▶ [What you have to do]: Among the entries that follow, how many lines contain the string "sand"? Answer with that number only.

___ Records supplied

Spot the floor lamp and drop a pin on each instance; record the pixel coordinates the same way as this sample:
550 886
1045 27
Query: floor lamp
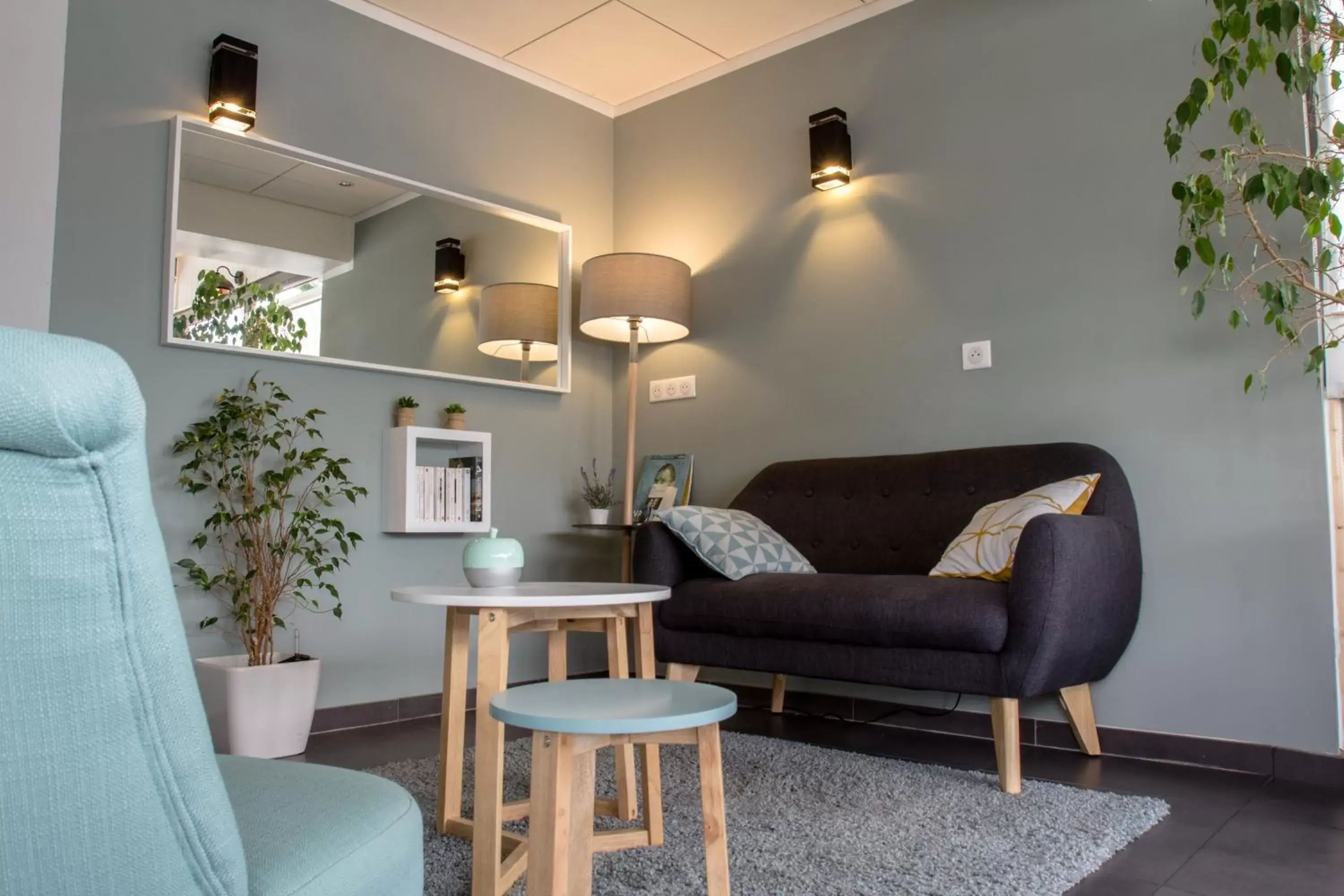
519 323
635 297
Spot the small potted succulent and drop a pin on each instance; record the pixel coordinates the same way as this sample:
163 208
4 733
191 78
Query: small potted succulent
455 417
406 410
599 495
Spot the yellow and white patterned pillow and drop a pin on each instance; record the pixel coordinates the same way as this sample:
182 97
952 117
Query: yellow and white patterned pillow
986 548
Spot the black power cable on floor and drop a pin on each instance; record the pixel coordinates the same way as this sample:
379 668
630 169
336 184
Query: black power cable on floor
834 716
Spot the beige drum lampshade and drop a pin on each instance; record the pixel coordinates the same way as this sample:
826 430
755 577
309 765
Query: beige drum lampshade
514 314
655 289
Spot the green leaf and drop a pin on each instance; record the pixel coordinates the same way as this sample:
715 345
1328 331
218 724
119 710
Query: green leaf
1205 249
1284 66
1182 260
1254 189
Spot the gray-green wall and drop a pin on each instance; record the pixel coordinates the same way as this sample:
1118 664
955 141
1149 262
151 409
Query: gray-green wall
342 85
1010 186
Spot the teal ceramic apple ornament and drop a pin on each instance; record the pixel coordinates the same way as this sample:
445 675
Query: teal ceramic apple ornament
492 562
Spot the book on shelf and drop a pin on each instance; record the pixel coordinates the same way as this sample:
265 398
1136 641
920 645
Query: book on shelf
452 493
664 482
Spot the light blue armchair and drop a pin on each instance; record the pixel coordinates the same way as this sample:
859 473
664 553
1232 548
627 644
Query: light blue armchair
108 782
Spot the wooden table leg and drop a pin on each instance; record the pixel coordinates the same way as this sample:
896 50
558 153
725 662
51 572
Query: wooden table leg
644 664
619 667
627 551
711 810
581 824
452 724
491 677
549 827
557 655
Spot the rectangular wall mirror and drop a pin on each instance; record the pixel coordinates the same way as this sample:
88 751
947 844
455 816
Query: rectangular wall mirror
276 250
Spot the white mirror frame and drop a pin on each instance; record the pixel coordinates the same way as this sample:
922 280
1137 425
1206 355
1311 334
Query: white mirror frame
564 232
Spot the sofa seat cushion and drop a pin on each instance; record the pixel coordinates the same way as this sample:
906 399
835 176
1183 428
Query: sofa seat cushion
871 610
316 831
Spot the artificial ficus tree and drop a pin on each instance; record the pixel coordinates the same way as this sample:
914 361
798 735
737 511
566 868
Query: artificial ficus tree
234 312
271 524
1261 189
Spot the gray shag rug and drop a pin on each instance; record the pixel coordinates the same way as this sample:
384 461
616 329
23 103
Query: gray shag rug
816 821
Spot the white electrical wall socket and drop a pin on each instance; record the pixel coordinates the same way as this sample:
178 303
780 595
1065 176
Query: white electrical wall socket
671 390
975 357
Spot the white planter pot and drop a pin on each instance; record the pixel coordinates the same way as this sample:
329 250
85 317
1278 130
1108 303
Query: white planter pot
258 711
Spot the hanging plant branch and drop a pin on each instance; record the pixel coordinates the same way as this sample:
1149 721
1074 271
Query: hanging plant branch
1293 289
240 315
273 485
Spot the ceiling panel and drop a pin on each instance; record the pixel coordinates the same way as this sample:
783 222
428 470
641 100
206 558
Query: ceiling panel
494 26
320 189
220 174
732 27
615 54
232 152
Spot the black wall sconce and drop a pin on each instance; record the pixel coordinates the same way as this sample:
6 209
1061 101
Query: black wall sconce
831 158
449 265
233 84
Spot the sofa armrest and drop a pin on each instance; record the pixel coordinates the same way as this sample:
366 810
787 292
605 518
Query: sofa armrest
660 558
1073 602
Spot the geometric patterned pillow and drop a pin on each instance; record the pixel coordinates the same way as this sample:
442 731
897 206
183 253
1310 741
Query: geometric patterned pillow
733 542
987 547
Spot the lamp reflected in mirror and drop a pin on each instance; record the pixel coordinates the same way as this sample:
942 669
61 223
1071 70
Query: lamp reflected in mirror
449 267
519 323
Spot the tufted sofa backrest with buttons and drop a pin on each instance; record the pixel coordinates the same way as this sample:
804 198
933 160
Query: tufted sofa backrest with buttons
896 515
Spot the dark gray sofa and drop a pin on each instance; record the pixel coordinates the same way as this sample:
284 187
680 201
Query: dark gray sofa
874 527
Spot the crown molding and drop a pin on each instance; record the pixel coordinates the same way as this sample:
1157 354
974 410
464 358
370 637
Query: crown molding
788 42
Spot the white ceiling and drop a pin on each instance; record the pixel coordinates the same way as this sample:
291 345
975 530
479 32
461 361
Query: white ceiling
250 170
615 56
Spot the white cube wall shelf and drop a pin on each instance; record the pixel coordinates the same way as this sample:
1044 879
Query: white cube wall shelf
401 447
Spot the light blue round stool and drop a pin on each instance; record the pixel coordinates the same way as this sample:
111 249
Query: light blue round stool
570 722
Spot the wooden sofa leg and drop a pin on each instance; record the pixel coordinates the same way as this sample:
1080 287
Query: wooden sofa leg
1003 714
1077 702
682 672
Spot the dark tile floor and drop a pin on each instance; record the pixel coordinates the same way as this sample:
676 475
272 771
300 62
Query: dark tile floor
1228 835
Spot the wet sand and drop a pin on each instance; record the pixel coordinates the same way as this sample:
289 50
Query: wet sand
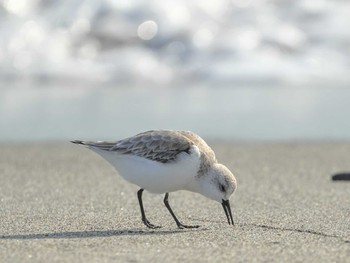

______

▶ [Task result]: 2